** Text block follows **

Community involvement

Navy records described the advisory board as “unproductive,” and an EPA spokesman said the Navy’s new “community involvement plan,” due to be released sometime in the next two months, will reboot community engagement.

The Navy and EPA interviewed more than 70 community organizations and leaders to develop the plan, which aims to increase public involvement in the Hunters Point Shipyard cleanup.

They said that the advisory board meetings were poorly attended — some, they said, just barely made quorum.

Keith Forman, the Navy’s regional base realignment and closure coordinator, said he plans to cast a wider net in the community than the advisory board ever sought.

“We give them material and they are suppose to take that out of the RAB meeting and disseminate the info,” Forman said. “We didn’t see that going on at all.”

Since dissolving the advisory board, the Navy has continued to host regular meetings at the Bayview YMCA and meet with neighborhood groups by invitation.

Mark Ripperda, the EPA’s cleanup project manager for three years, said the Navy has not provided an adequate replacement for the advisory board.

“When we did our community interviews, some had never talked to the RAB,” Ripperda said. “The RAB wasn’t reaching the broad section.”

Ripperda said some members of the advisory board proved unable to move beyond certain technical details such as development, earthquake safety and dust, when they also had to deal with a broader range of questions including excavation, cleanup and water quality.

‘Seen and not heard’

Yet former advisory board member Marie Harrison, who served since its inception in 1994, said she met with many people to explain the cleanup process and what it might mean for community health.

She said some people felt intimidated about asking questions and that the Navy ran “rampant over the community.”

“You know how you tell a child to be seen and not heard,” Harrison said “Well, that’s kind of how I felt the Navy was looking at the community representatives.”

Stancil, who has lived in Bayview-Hunters Point for 58 years, said she does not believe the Navy is sincere about community involvement, and that some cleanup measures have been inadequate.

“They made us promise that they were going to fully clean up,” she said. “And all of a sudden, they started backing down where they don’t do anything.”

** End of Text block **
** Dataset content follows **

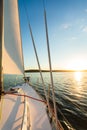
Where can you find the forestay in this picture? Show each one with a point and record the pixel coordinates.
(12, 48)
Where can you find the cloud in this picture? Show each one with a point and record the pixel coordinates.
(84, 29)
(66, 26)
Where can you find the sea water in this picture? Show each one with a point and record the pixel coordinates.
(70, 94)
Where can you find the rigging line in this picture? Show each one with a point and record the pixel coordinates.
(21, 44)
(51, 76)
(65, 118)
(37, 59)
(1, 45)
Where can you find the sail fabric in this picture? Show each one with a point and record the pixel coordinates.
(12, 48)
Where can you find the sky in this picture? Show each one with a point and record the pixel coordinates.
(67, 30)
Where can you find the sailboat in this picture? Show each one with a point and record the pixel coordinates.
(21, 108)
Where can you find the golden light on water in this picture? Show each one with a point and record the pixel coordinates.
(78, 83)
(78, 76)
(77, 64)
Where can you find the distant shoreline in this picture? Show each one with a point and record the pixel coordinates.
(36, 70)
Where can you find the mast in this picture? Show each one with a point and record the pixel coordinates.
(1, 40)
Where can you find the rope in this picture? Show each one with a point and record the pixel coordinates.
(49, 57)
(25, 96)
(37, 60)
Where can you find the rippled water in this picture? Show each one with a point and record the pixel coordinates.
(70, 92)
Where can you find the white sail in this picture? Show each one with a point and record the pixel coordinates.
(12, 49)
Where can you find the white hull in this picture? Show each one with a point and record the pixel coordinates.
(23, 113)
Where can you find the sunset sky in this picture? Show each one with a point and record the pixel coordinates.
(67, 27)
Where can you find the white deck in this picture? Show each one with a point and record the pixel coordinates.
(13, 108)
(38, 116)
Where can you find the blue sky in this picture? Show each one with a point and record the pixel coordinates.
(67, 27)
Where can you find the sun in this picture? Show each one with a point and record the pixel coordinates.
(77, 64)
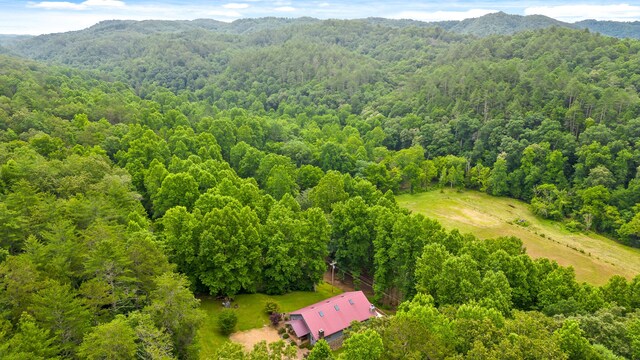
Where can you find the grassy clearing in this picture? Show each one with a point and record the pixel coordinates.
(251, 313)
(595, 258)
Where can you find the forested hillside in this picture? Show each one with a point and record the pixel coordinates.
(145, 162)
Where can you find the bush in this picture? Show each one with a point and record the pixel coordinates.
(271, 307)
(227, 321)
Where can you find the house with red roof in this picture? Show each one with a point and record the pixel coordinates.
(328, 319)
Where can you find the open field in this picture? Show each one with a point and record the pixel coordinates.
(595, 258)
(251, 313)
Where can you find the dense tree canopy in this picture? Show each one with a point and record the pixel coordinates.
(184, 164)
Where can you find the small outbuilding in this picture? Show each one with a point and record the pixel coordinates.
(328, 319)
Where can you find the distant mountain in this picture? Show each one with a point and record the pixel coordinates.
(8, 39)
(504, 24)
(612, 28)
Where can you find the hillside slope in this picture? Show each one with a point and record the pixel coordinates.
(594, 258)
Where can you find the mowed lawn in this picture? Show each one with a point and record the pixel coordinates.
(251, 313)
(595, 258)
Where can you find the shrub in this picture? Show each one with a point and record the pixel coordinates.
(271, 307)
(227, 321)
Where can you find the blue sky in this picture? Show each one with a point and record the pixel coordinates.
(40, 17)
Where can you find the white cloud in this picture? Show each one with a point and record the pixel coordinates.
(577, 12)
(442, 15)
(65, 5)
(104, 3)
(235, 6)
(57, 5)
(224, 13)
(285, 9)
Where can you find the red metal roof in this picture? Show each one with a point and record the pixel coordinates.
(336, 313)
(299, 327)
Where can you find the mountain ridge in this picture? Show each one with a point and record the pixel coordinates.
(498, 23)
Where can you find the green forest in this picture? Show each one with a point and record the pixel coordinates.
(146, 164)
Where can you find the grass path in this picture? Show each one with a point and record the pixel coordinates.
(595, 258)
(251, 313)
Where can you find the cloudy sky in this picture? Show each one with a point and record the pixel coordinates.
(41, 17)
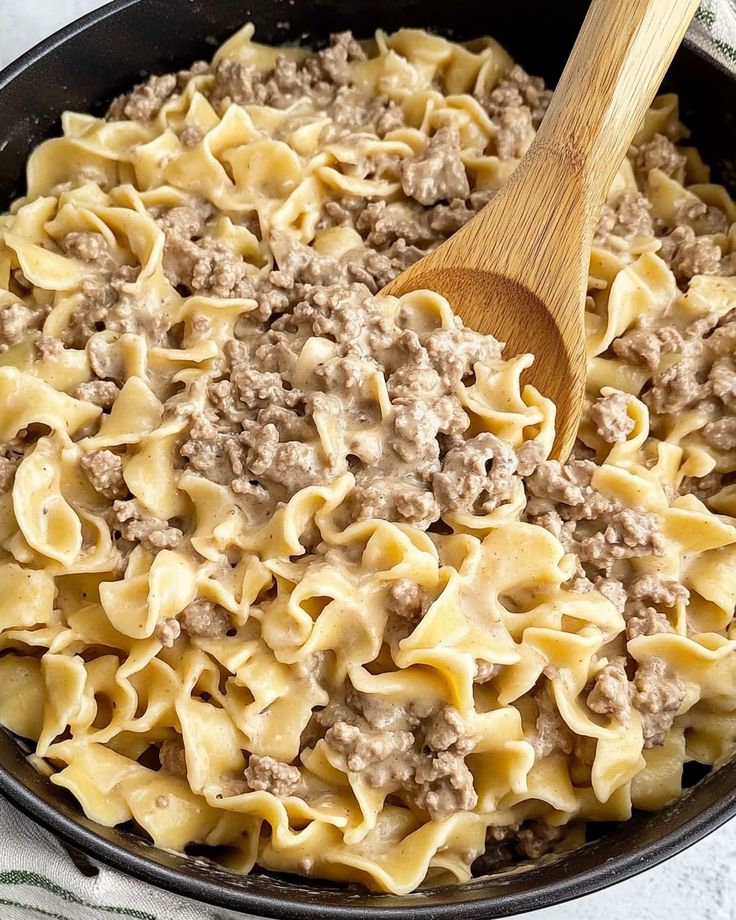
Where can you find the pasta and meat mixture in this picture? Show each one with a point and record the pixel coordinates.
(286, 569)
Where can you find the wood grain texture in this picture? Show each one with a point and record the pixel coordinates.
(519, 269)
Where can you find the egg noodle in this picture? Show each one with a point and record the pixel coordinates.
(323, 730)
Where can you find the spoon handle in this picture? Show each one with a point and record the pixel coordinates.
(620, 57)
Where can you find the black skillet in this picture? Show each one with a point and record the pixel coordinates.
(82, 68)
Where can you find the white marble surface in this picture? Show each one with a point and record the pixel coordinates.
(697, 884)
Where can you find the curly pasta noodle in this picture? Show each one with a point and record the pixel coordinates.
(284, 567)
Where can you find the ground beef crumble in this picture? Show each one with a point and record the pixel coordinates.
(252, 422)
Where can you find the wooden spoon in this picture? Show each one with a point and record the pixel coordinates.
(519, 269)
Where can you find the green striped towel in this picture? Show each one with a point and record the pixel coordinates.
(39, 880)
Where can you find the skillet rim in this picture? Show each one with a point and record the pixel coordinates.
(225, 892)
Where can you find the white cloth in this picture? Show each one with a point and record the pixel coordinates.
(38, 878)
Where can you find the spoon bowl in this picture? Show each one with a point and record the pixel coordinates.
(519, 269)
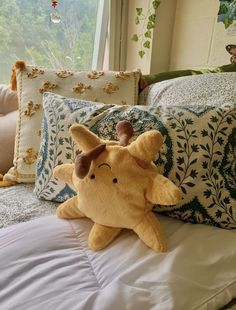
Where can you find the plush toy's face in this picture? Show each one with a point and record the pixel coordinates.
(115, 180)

** End of Dataset content **

Your goal: Proceed with the article on the Hunters Point Shipyard cleanup, picking up after its final sentence. The material has no connection to the text.

Exercise output:
Esselene Stancil, Bayview resident by sfpublicpress

Marie Harrison, Greenaction by sfpublicpress

‘Environmental justice’

Stancil’s frustration at government agencies is echoed in communities throughout the country, and the White House says it is listening.

Mathy Stanislaus, the assistant administrator for the Environmental Protection Agency’s Office of Solid Waste and Emergency Response, met in December with community organizations to tour the shipyard and discuss their concerns.

The visit coincided with the White House’s first forum on environmental justice and formulation of “Plan EJ 2014,” a four-year roadmap  whose goal is stronger community relationships and improved conditions in environmentally “overburdened” communities.

Stanislaus’ department heads the EPA’s Community Engagement Initiative, and says it has committed funding as well as staff to help resolve ongoing struggles at the shipyard cleanup.

Getting the community involved is “a significant component of the cleanup process,” said EPA spokesman Richard Yost in an e-mail. He said the EPA has handed out $400,000 in grants and contacts in the surrounding community. The agency also has provided technical advisers and facilitation, he said.

“Disappointing” is how the Navy’s Forman describes the situation. “It’s a downer. You put a lot of work into these things.”

In a related development, the San Francisco Chronicle reported Saturday that Lennar Urban and the city settled a lawsuit with some environmental groups to reduce the harm to the shoreline and wildlife.